[Referring expression data]
== == ==

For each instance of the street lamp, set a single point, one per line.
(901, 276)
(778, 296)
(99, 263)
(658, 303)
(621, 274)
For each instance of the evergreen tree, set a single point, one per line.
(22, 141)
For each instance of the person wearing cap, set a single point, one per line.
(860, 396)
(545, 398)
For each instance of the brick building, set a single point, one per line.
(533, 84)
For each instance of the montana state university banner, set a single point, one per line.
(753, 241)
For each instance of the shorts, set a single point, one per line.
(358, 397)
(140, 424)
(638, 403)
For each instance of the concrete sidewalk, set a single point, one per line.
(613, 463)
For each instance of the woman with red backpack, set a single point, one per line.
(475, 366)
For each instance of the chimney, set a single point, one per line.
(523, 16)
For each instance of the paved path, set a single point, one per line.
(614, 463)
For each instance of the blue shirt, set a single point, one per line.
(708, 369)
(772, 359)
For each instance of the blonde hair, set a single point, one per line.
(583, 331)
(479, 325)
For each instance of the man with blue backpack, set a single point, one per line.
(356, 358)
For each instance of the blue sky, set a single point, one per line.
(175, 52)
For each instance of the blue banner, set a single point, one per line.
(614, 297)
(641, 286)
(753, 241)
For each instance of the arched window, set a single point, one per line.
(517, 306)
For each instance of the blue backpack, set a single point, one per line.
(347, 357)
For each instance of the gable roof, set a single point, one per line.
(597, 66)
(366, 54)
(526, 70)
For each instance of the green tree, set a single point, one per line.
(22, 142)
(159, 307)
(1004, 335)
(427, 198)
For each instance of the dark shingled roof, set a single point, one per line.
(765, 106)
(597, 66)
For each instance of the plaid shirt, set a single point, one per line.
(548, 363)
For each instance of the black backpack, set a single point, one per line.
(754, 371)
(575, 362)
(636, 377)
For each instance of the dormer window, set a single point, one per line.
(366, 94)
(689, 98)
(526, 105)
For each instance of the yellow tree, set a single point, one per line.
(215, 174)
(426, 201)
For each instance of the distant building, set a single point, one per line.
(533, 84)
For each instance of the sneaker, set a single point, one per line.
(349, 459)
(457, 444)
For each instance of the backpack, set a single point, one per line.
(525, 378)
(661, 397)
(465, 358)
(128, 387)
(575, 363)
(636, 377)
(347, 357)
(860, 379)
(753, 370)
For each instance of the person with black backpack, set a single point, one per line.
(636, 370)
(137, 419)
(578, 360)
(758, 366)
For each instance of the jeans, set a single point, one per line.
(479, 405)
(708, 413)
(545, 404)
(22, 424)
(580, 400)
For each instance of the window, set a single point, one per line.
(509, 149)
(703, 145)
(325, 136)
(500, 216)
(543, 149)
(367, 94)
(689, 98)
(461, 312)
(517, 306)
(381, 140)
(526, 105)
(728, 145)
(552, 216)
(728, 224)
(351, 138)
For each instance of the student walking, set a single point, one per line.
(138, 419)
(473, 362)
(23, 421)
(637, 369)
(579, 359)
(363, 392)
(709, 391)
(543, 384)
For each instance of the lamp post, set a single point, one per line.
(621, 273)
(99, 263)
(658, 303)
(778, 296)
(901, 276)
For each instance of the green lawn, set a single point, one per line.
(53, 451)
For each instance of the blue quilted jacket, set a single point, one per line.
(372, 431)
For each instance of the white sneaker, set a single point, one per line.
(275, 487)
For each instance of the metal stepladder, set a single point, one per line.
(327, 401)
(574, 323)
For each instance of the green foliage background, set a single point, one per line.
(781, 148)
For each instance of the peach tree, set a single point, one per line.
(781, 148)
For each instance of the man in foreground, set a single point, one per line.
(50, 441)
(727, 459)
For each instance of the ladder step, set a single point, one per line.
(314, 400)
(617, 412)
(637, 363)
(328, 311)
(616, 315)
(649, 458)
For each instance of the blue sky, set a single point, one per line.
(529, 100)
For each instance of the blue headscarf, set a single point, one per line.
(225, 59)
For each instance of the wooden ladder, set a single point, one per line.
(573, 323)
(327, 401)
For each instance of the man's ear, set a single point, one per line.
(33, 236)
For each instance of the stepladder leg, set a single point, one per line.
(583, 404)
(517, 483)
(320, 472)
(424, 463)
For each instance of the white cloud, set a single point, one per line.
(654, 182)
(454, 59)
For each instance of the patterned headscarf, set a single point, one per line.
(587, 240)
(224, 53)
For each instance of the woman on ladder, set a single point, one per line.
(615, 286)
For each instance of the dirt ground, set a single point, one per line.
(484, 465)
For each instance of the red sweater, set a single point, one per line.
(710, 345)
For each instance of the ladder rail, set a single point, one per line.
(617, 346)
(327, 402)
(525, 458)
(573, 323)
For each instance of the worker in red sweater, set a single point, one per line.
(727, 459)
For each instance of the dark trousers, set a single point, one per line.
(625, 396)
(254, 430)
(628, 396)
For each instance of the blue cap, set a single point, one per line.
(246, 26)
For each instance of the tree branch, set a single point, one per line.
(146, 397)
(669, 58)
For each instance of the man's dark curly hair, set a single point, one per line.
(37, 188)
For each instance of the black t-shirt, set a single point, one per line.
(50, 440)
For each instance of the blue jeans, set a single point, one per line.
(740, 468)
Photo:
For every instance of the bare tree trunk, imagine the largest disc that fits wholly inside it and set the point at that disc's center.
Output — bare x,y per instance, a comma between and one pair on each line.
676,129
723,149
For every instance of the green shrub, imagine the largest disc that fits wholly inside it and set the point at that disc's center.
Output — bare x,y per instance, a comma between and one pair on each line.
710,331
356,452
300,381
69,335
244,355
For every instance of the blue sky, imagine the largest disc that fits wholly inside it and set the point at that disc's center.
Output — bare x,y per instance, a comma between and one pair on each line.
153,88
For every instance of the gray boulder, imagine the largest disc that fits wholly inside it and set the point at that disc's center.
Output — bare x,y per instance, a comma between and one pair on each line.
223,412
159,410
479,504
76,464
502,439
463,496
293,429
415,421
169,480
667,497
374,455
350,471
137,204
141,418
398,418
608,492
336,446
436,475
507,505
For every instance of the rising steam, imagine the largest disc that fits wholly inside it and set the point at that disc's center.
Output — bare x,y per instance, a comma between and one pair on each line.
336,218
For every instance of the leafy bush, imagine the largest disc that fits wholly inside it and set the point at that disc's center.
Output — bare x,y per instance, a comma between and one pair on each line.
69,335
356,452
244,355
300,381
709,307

== == ==

- _YOUR GOAL_: Please set down each entry again, word for word.

- _EXERCISE OUTPUT_:
For each instance of the street lamp, set a single point, one per line.
(901, 276)
(778, 296)
(99, 263)
(658, 303)
(621, 274)
For each instance of the evergreen tree, set a single point, one per line.
(22, 141)
For each instance of the person wearing cap, set a single point, one per line.
(860, 396)
(545, 398)
For each instance of the brick building, set a single point, one per line.
(533, 84)
For each instance of the montana state university banner, set a single point, one per line.
(753, 241)
For each instance of the shorts, set a single point, one per line.
(358, 397)
(140, 424)
(638, 403)
For each instance of the concrete sidewalk, set a single point, one per line.
(613, 463)
For each instance of the woman with red backpack, set a single point, one per line.
(475, 366)
For each instance of the chimney, set a single point, one per line.
(523, 16)
For each instance of the paved path, set a single point, one per line.
(614, 463)
For each instance of the blue shirt, set a single point, one per line.
(708, 369)
(772, 359)
For each instance of the blonde hair, set a single point, one per line.
(583, 331)
(479, 325)
For each instance of the man with blue backpack, set a single point, one per line.
(356, 358)
For each instance of the blue sky, set a single point, one per line.
(175, 52)
For each instance of the blue banner, set a single point, one per line.
(614, 297)
(641, 286)
(753, 241)
For each instance of the arched window, set a single point, one per line.
(517, 306)
For each instance of the blue backpack, set a single point, one per line.
(347, 357)
For each instance of the gable roof, set a single point, one per line.
(597, 66)
(366, 54)
(526, 70)
For each instance of the green tree, set a single point, one per line.
(22, 142)
(159, 307)
(1004, 335)
(427, 198)
For each instance of the dark shingled roof, set a single point, one per line.
(765, 106)
(597, 66)
For each instance of the plaid shirt, set a single point, one per line.
(548, 363)
For each instance of the black backpack, set a single point, one per line.
(754, 371)
(575, 362)
(636, 377)
For each instance of the dormer window, set a single point, one per line.
(366, 94)
(689, 98)
(526, 105)
For each instance of the yellow tree, set a single point, one per line.
(215, 174)
(426, 201)
For each instance of the distant building, set a single point, one per line.
(533, 84)
For each instance of the sneaker, set a single point, one per line.
(349, 459)
(457, 444)
For each instance of the backpack, set a single point, one per line.
(525, 378)
(661, 397)
(465, 358)
(128, 387)
(575, 363)
(636, 377)
(347, 357)
(860, 379)
(753, 370)
For each instance of the person with black backpack, set a single point, one per line.
(636, 370)
(137, 419)
(578, 360)
(758, 366)
For each instance of the jeans, set a single point, one per line.
(479, 405)
(708, 413)
(545, 404)
(22, 424)
(580, 400)
For each instance of the window, set a single point, one per line.
(509, 149)
(703, 145)
(325, 136)
(500, 216)
(543, 149)
(367, 94)
(689, 98)
(461, 312)
(517, 306)
(381, 140)
(526, 105)
(728, 145)
(552, 216)
(728, 224)
(351, 138)
For each instance of the student walking, set a single point, one per line.
(138, 419)
(473, 362)
(23, 421)
(637, 369)
(579, 359)
(363, 392)
(709, 391)
(543, 384)
For each instance of the lamp post, set a single point, one per line.
(621, 273)
(99, 263)
(658, 303)
(778, 296)
(901, 276)
For each instance of the green lawn, set a single point, one per line.
(53, 451)
For each instance of the blue quilted jacket, set a single point, one per line.
(372, 431)
For each instance of the white sneaker, set a single point, one per line.
(275, 487)
For each instance of the metal stepladder, set a single point, one per line.
(327, 401)
(574, 323)
For each instance of the green foliage background, set a single point, one per line.
(781, 148)
For each instance of the peach tree, set a single point, one per line.
(781, 148)
For each instance of the man in foreground, set a single point, one per line.
(50, 441)
(727, 459)
For each instance of the ladder step, set a single point, one per line.
(314, 400)
(617, 412)
(637, 363)
(328, 311)
(616, 315)
(649, 458)
For each instance of the blue sky, set a single point, one per line.
(529, 100)
For each instance of the blue headscarf, set a single point, one per line.
(225, 59)
For each instance of the wooden ladder, set a single point, one per line.
(573, 323)
(327, 401)
For each instance of the man's ear, set a single point, one per line.
(33, 236)
For each instance of the stepladder leg, set a single point, one per line.
(583, 404)
(517, 483)
(320, 472)
(424, 463)
For each instance of the white cloud, set a single point, one per line.
(654, 182)
(454, 59)
For each instance of the patterned headscarf, set a single point, one per line.
(587, 240)
(224, 53)
For each instance of the woman on ladder, set a single point, one per line.
(615, 286)
For each instance of the dirt ground, set a single point, one per line.
(484, 465)
For each instance of the red sweater, set a single point, one per line.
(710, 345)
For each instance of the ladder rail, set a single point, one per line.
(617, 346)
(327, 402)
(525, 458)
(573, 323)
For each instance of the worker in red sweater, set a single point, one per line.
(727, 459)
For each instance of the dark trousers, set a single point, one per line.
(625, 396)
(254, 430)
(628, 396)
For each instance of the blue cap, set a single point, one per line.
(246, 26)
For each instance of the tree branch, set a single point, one per line.
(146, 397)
(669, 58)
For each instance of the man's dark curly hair, set a single point, one per line.
(37, 188)
For each instance of the black t-shirt, set a single point, one per line.
(50, 440)
For each instance of the blue jeans, set a single point, one per line.
(740, 468)
Photo:
For every instance of the bare tree trunk, imagine the largest disc that fits wholly inside it and set the point at that disc's center.
Output — bare x,y per instance, a comma between and one pair on each line.
676,129
723,149
For every instance of the green shrub, imagine the largest disc that fits wholly inside it and set the point at that disc's center.
Output — bare x,y per instance, a comma between and one pair on each line.
710,331
356,452
300,381
69,335
244,355
For every instance of the blue sky, imagine the largest disc that fits wholly inside it and set the point at that disc's center.
Output — bare x,y per instance, a comma between and one pair on each line.
153,88
For every instance of the gray boulder, imagine the largest disc that fits wholly inside it and set the point at that disc's center.
Output — bare x,y per instance, a comma between and one pair on each line.
223,412
159,410
479,504
76,464
502,439
463,496
293,429
415,421
169,480
667,497
374,455
350,471
137,204
141,418
398,418
608,492
336,446
436,475
507,505
For every instance of the rising steam, imagine the largest disc that fits wholly inside it and set the point at that disc's center.
Output — bare x,y per instance, a comma between and one pair on each line.
336,218
For every instance of the leafy bush, imagine the largest disc that fits wholly inside it and set the point at that disc's center.
Output — bare x,y per instance, a comma between and one pair on each line.
69,335
356,452
244,355
300,381
709,307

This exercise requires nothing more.